- [Written exercise A]: In the job posting, give the part that opens with the words "Patrol of college" and closes with "a rotational basis." again, changing "Gate House" to "Guard Booth".
- [Written exercise B]: According to the job posting, how many pounds must an applicant be able to lift?
- [Written exercise C]: Turn the paragraph of the job posting that begins "Associate's degree in law enforcement" into a short list that keeps its main facts.

- [Given text]:

···

# PC Security Officer II



## Kilvinsky (Jan 15, 2007)

Security Officer II
Institution:
*Providence College*

Location:
Providence, RI

Category:
Admin - Police and Public Safety

Posted:
03/27/2019

Application Due:
Open Until Filled

Type:
Full-Time

Notes:
included in *Diversity and Inclusion* Email

*Overview:*

To protect life and safeguard institutional and personal property, under the direct supervision of the Shift Supervisor.

This is a union position.

*Essential Duties:*

Patrol of college campus on foot and in college vehicle; report infractions of rules and regulations; supervise, direct and regulate traffic and parking; assist in investigations; report problems, injuries, or conditions which may endanger health and safety; check building security; assist police and fire agencies during emergencies; perform Gate House service on a rotational basis.

*Marginal Duties:*

PHYSICAL REQUIREMENTS Must be capable of lifting 75 lbs. Must have sufficient strength and endurance to restrain or suppress an aggressor. Must have the ability to ascend or descend stairs without limitations. Must be capable of running one mile in performing security tasks, such as an emergency response.

*Education and Experience Required:*

Associate's degree in law enforcement from an accredited institution and/or equivalent law enforcement or security experience required. Must hold a valid driver's license and be able to operate a vehicle and patrol the campus. Must successfully complete criminal background clearance, psychological testing, physical agility testing, and pre-employment physical. Availability to work all shifts, if needed.

···

- [Data block]:
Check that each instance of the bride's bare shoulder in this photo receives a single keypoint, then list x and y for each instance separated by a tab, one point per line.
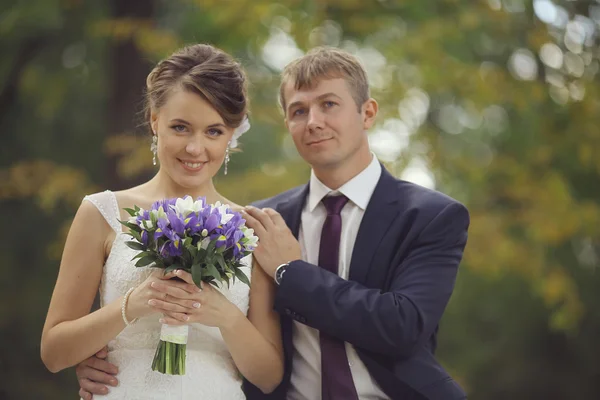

···

- [Answer A]:
Patrol of college campus on foot and in college vehicle; report infractions of rules and regulations; supervise, direct and regulate traffic and parking; assist in investigations; report problems, injuries, or conditions which may endanger health and safety; check building security; assist police and fire agencies during emergencies; perform Guard Booth service on a rotational basis.

- [Answer B]: 75 lbs.

- [Answer C]:
- Associate's degree in law enforcement from an accredited institution and/or equivalent law enforcement or security experience
- Valid driver's license and the ability to drive a vehicle to patrol the campus
- Successful criminal background clearance, psychological testing, physical agility testing, and pre-employment physical
- Availability to work all shifts if needed